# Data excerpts
╔══

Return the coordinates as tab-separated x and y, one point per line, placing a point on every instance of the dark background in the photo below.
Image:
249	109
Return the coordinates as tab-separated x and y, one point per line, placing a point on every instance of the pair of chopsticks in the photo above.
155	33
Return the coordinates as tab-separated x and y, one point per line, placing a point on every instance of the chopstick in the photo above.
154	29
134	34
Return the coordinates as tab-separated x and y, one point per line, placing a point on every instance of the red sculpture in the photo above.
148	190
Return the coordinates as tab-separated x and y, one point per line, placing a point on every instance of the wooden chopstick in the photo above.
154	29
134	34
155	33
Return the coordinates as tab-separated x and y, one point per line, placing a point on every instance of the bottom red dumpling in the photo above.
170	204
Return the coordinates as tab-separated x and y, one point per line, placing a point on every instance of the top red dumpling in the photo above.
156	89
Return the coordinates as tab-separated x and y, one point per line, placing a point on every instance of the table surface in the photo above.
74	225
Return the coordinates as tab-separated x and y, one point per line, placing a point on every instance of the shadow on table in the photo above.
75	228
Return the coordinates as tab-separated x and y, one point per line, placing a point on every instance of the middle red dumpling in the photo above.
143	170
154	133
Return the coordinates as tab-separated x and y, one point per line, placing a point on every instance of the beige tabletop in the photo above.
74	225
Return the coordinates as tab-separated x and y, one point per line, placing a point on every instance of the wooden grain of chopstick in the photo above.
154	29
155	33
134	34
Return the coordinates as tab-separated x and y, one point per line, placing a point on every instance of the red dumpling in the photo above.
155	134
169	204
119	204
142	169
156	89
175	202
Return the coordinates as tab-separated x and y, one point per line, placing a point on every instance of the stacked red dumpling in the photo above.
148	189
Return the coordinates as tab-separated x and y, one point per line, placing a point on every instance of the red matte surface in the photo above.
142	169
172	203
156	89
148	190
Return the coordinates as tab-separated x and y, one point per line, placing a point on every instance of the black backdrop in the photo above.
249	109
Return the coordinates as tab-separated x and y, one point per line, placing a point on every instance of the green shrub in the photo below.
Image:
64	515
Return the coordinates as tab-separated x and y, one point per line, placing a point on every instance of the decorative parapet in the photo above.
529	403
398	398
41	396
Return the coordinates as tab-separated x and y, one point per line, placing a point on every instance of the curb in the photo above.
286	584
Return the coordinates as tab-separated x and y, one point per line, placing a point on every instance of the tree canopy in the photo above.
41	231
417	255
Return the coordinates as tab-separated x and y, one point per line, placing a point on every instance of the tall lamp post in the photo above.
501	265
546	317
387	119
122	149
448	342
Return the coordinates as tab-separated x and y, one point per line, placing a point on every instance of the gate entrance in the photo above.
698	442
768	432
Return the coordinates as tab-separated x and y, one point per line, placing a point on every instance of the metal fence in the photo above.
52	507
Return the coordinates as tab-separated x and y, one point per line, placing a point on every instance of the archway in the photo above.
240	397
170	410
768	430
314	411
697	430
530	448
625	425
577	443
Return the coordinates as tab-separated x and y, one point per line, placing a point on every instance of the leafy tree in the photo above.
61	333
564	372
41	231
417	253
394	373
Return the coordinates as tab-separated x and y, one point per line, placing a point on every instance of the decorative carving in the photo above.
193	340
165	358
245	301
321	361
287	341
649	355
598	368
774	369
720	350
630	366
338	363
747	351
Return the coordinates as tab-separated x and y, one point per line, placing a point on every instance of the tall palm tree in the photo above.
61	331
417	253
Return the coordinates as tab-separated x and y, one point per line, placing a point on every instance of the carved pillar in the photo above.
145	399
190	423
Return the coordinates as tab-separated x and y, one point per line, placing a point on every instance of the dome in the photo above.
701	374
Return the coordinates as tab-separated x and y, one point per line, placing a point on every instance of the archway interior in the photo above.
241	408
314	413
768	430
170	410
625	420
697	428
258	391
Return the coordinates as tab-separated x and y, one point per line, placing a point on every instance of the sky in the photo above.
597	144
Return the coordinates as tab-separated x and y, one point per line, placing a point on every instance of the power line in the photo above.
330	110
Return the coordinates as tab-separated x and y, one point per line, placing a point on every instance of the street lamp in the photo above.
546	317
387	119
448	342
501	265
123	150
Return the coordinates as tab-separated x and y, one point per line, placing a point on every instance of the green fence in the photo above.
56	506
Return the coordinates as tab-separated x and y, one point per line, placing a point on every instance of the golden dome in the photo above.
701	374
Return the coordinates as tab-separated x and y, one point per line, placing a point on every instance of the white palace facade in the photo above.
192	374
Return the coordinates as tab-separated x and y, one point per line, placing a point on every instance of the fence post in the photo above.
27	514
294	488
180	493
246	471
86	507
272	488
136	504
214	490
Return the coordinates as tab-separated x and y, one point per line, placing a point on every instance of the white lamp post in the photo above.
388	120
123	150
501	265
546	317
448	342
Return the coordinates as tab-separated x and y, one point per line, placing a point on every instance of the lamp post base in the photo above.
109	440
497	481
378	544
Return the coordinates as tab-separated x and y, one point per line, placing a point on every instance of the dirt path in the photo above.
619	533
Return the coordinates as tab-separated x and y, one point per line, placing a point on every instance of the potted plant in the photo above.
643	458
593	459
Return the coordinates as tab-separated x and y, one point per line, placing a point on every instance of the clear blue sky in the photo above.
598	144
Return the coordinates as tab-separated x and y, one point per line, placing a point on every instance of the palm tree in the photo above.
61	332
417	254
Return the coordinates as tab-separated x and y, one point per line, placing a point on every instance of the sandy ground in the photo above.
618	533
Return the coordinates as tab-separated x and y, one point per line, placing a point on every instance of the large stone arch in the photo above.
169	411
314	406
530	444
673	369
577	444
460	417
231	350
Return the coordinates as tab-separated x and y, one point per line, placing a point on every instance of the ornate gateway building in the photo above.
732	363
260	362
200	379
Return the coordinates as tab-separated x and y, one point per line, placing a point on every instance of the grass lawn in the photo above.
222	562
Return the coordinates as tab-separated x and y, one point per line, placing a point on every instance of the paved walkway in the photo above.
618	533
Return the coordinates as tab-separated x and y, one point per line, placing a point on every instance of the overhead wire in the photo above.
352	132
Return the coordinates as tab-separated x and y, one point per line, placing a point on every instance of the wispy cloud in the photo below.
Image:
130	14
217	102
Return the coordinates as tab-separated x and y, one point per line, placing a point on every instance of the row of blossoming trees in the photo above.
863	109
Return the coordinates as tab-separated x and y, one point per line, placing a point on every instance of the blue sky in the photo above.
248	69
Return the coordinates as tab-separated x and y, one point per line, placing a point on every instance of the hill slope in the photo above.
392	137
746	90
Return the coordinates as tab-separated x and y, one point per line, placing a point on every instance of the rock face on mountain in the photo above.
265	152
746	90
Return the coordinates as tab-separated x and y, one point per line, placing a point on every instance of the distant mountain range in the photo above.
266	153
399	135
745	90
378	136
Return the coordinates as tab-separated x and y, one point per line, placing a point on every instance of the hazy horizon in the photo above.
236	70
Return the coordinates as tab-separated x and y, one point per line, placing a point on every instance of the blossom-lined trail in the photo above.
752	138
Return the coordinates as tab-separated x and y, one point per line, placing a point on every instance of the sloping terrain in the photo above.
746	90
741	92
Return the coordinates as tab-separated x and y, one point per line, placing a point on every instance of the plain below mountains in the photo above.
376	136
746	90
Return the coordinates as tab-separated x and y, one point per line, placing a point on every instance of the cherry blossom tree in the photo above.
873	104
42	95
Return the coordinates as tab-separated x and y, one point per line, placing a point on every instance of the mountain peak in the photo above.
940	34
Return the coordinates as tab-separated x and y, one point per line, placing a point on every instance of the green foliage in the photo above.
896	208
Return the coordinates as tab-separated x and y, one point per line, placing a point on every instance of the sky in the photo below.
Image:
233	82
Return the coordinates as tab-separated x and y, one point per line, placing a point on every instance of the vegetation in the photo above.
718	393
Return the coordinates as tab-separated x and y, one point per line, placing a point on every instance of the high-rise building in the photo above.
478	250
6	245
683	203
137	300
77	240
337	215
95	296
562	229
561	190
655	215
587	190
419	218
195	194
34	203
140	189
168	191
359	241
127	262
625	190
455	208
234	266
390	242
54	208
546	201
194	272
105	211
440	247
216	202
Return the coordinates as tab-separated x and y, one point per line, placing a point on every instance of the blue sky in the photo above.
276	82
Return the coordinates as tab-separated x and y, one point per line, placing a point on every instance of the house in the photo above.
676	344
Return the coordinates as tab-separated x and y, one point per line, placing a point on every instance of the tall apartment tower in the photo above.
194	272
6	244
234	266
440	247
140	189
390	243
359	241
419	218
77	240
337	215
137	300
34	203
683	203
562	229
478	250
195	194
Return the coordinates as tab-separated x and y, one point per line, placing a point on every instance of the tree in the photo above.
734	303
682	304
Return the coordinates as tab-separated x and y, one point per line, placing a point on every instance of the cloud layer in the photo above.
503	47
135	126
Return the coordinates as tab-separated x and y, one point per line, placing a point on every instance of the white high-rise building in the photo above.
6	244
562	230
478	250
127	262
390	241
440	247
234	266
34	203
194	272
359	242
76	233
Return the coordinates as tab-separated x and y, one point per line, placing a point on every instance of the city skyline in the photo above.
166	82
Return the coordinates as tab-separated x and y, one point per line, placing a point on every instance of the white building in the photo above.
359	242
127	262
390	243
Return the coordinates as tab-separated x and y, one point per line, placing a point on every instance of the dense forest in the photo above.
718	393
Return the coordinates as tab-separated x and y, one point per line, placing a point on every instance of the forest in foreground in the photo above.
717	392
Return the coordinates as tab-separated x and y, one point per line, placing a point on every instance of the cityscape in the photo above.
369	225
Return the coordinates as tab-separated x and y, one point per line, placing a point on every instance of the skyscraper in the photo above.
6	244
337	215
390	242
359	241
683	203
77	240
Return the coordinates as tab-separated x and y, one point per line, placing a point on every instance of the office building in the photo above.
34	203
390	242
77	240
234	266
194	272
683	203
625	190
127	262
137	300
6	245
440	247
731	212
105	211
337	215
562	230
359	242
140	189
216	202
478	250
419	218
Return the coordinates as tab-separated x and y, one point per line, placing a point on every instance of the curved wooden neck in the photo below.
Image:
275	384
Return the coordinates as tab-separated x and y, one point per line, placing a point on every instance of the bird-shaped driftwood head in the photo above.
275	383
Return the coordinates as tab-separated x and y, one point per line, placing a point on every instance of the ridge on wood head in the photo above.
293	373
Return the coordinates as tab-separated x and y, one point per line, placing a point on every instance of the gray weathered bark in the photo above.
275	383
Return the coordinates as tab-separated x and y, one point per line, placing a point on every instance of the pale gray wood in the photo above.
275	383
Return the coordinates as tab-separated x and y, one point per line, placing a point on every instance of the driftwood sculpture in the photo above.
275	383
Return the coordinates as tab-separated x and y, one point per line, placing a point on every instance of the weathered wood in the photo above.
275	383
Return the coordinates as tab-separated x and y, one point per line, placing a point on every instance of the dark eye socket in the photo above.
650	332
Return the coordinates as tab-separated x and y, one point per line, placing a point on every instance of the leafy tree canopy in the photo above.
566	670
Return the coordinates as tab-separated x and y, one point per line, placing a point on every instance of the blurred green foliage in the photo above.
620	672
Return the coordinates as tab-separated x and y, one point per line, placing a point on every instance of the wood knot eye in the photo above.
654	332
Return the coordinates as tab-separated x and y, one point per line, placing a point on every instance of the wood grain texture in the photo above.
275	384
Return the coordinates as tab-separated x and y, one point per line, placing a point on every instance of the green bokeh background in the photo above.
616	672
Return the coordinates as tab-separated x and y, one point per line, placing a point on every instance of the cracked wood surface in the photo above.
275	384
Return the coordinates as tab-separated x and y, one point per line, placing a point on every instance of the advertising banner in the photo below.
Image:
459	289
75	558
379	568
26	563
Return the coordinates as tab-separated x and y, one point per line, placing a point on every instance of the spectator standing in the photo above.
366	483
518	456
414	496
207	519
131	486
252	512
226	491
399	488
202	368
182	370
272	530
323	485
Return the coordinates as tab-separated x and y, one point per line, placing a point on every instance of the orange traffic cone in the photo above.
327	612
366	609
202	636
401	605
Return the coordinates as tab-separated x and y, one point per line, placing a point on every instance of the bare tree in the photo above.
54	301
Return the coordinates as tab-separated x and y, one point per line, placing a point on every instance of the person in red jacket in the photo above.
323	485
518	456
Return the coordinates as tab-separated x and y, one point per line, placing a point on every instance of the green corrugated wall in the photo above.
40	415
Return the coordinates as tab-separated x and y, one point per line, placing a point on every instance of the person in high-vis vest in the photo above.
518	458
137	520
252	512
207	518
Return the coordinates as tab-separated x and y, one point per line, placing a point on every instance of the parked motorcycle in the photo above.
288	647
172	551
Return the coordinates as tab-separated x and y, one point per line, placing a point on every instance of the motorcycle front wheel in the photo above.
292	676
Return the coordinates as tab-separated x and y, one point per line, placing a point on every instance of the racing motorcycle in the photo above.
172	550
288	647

╚══

# WHAT YOU HAVE TO DO
All lines from the one with "wall in the photo above." onward to the end of the records above should be repeated exactly, and only those lines.

# RESPONSE TO THIS EXERCISE
Return the coordinates as tab-separated x and y, one point per line, placing a point on every instance of the green corrugated wall in the photo above.
40	415
Return the coordinates as tab-separated x and y, one point per line, placing a point on every instance of the person in high-vis vest in the photo above.
518	458
137	520
252	512
207	518
Return the coordinates as tab-separated x and y, one point per line, placing a point on every instance of the parked motorcycle in the photo above.
288	647
172	551
Return the coordinates as tab-separated x and y, one point per line, placing a point on every instance of the motorcycle front wheel in the photo above.
292	676
Return the coordinates as tab-separated x and y, one point per line, placing a point on every instance of the racing motorcycle in the photo above.
172	550
288	647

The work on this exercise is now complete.